**The problem:** Render the entries between the lines holding "of the bare" and "x=113, y=133", inclusive, as a two-column CSV with the headers entry_text and entry_answer. Give one row per entry, with each value in a single quoted field and its line breaks turned into spaces.

* Start Extracted records *

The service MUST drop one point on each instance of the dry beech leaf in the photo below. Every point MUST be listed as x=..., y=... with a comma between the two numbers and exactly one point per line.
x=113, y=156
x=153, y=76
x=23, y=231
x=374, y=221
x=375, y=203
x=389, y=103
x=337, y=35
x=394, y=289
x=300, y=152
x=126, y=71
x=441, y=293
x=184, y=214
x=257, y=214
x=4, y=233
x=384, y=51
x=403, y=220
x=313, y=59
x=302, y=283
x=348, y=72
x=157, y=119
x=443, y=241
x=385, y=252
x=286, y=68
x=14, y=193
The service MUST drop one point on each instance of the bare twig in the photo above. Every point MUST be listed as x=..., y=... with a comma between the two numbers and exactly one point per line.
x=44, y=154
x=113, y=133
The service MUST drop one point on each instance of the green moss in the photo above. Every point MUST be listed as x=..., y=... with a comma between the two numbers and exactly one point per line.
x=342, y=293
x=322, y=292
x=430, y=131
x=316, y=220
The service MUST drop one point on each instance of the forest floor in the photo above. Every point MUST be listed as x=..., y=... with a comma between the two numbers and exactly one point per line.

* End Extracted records *

**Expected output:**
entry_text,entry_answer
"The service MUST drop one point on each instance of the bare twig in the photo above. Every point MUST be listed as x=..., y=... with a comma between the two numbers and exactly one point per line.","x=44, y=154 x=113, y=133"